**TEXTE À ANALYSER**
'''

Cécile Wendling : « Nous devons réapprendre à veiller les uns sur les autres »
Depuis vingt ans, la prospectiviste Cécile Wendling réfléchit sur les risques et les crises qui auront un impact sur la façon dont les gens vivent et travaillent. Spécialiste de l’anticipation, elle traite les sujets de l’intelligence artificielle, l’éthique des algorithmes, les maladies émergentes, les voitures sans conducteur… Entre rigueur, curiosité, ouverture d’esprit et humilité, elle se définit aussi comme une « pessimiste qui se soigne ».
Comment devient-on prospectiviste ?
Il y a une multitude de chemins vers la prospective, via les sciences sociales, l’ingénierie et bien d’autres domaines. Il existe des formations en prospective dans la plupart des pays, formations initiales ou formations continues qui s’adressent à des acteurs de la stratégie ou de l’innovation. Mais la prospective mobilise toujours le même état d’esprit – la capacité à se projeter dans le temps long, voire très long – et plus ou moins les mêmes méthodes et outils de construction de scénarios, d’analyse des signaux faibles, etc. Étant entendu qu’on n’est pas prospectiviste seul ; la prospective est toujours une vision collective, transdisciplinaire et partagée. Il y a donc des communautés de prospectivistes, avec leurs réseaux sociaux, leurs médias…, énormément d’échanges internationaux qui établissent qu’on n’a pas forcément les mêmes visions de l’avenir à Dakar ou à Berlin.
Comment êtes-vous venue à la prospective ?
En réaction ! J’ai été très marquée par le 11-septembre, je me suis dit : « Qu’est-ce qui fait qu’on n’a pas vu arriver cet évènement ? » J’étais obsédée par cette question au point de vouloir en faire ma thèse de doctorat : j’ai voulu comparer comment certaines entreprises, notamment les banques, les assurances, avaient anticipé ou pas ce risque-là par rapport aux États et aux services concernés. Les entreprises étaient très rétives, elles n’avaient pas envie d’avoir un doctorant dans les pattes sur des questions hautement confidentielles. Mais à l’époque, la Commission européenne et le Conseil de l’Union européenne mettaient en place des outils d’anticipation et de gestion des crises; j’ai donc pu travailler pendant quatre ans avec la Commission européenne et les différentes capitales européennes pour voir comment la gestion des risques avait évolué, comment elles s’étaient dotées de cellules de crise, mais aussi de cellules d’anticipation.

'''

**DOCUMENTS SOURCES**

'''

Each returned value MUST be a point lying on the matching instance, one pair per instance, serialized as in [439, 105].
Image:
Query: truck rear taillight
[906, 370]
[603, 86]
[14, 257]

'''

**CONSIGNE**
Dans le texte sur Cécile Wendling, relevez tous les sujets qu'elle traite d'après la phrase commençant par « Spécialiste de l’anticipation ».

**CORRIGÉ**
- l’intelligence artificielle
- l’éthique des algorithmes
- les maladies émergentes
- les voitures sans conducteur